(Position identification records)

'''

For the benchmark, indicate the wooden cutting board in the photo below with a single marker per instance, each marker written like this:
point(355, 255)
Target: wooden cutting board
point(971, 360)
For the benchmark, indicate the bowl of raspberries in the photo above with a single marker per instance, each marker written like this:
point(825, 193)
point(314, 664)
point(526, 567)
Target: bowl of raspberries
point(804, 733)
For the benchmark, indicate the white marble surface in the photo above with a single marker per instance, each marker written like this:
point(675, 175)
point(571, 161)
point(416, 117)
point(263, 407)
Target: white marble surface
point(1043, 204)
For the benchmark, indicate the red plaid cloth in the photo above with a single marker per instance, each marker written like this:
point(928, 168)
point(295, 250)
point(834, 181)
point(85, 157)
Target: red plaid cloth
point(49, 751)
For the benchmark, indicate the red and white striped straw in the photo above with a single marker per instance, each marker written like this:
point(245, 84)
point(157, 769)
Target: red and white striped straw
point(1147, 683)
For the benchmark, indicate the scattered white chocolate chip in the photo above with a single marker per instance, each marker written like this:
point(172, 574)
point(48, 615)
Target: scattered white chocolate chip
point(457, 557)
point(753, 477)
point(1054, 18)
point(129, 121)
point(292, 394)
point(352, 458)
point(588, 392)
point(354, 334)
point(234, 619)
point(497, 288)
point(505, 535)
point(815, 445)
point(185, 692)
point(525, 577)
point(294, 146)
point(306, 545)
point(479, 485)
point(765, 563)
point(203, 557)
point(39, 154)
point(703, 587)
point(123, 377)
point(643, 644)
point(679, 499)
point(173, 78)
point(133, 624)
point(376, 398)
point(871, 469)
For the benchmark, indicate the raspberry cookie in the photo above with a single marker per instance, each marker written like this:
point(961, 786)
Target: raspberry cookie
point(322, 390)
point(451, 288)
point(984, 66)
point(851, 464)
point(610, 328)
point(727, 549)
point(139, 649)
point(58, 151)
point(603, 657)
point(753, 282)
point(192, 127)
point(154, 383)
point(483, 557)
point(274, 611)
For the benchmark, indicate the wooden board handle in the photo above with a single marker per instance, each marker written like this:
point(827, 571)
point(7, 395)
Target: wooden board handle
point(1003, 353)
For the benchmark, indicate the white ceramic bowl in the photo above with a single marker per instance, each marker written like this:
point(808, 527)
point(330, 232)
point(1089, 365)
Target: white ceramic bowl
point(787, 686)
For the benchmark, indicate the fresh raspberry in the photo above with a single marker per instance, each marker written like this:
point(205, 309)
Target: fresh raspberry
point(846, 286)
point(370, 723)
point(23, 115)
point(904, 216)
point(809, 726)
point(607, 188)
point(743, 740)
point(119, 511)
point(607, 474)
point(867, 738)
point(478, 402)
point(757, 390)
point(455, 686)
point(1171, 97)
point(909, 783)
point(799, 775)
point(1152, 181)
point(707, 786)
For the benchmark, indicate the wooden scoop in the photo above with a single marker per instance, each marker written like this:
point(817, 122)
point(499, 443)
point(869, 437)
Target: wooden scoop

'''
'''

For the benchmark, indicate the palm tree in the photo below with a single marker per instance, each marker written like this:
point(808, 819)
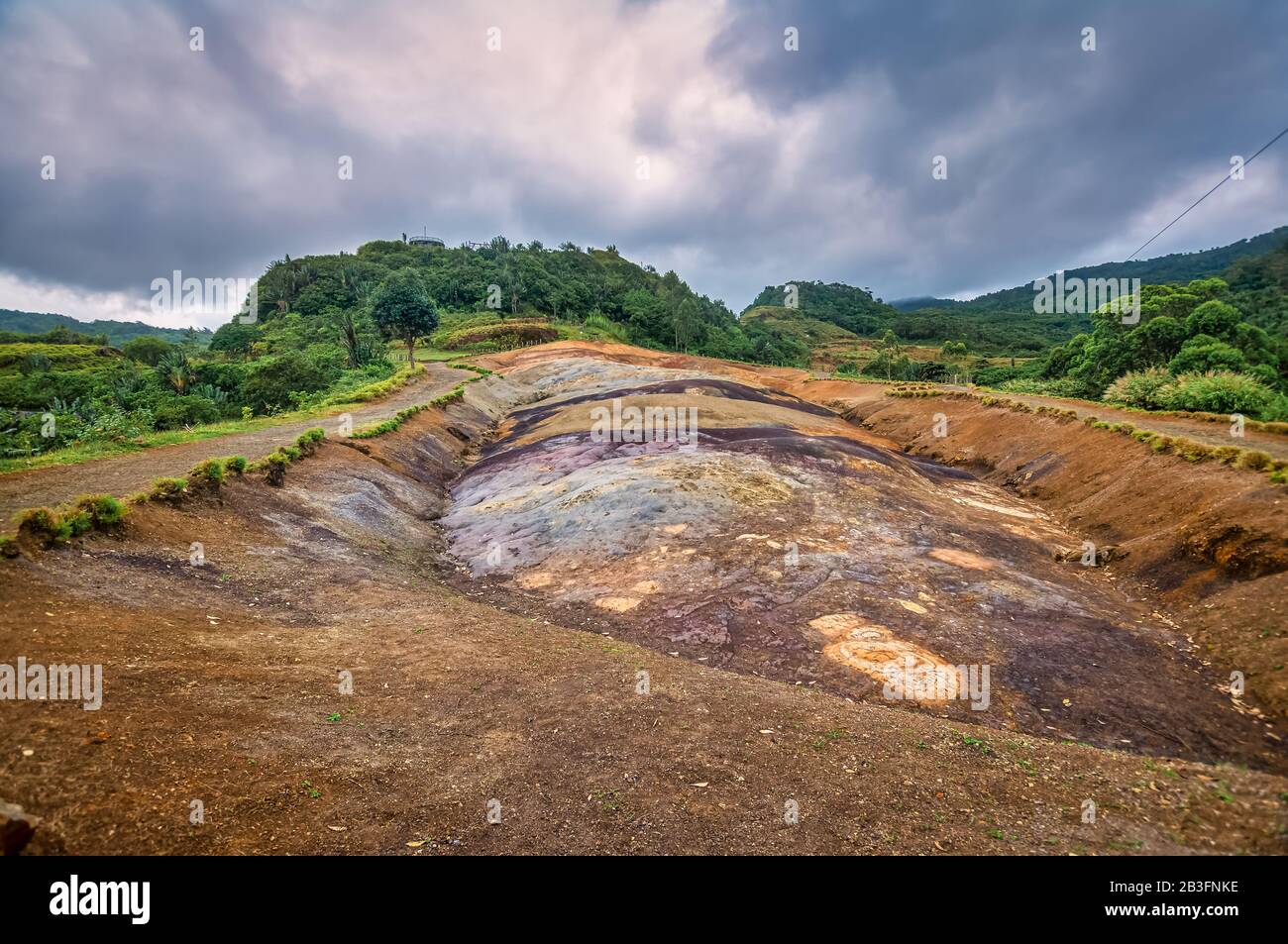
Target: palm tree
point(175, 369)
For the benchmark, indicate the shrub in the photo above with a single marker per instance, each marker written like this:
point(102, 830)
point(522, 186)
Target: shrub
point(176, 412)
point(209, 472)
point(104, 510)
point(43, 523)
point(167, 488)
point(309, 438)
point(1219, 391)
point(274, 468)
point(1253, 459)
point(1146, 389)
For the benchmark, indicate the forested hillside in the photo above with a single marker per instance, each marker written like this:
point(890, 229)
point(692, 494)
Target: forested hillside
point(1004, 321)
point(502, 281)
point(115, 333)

'''

TASK PROMPT — Can you write out the records again from the line with "For the benchmark, indicate the wooden board" to the line with "Target: wooden scoop", both ends included and requests kept in, with every answer coordinate multiplied by 2.5 and rounded to a whole number, halves rounding up? Coordinates in the requests and their sample markers stay as they are.

CORRECT RESPONSE —
For the benchmark, indicate the wooden board handle in the photo above with a single marker per instance, each marker written like this:
point(827, 571)
point(7, 395)
Target: wooden board handle
point(2508, 883)
For the benchmark, indicate the white ceramic bowl in the photo above with a single marker per instance, each marker written like this:
point(808, 527)
point(330, 232)
point(1089, 365)
Target: white ceramic bowl
point(1968, 1715)
For the benchmark, indicate the fresh raspberry in the photo above with a single marker per instance, each marker written like this:
point(205, 309)
Target: fresh raspberry
point(2115, 715)
point(925, 1808)
point(58, 288)
point(2260, 540)
point(2023, 1815)
point(1518, 470)
point(1858, 1850)
point(298, 1278)
point(1518, 1185)
point(2168, 1845)
point(1195, 1005)
point(1893, 975)
point(1138, 1715)
point(2928, 243)
point(2273, 1958)
point(1998, 1938)
point(2880, 453)
point(1768, 1965)
For the benchmark, indicate the wooden scoop in the photo above with a single marker per instance, each marker written like this:
point(817, 122)
point(499, 443)
point(869, 437)
Target: wooden scoop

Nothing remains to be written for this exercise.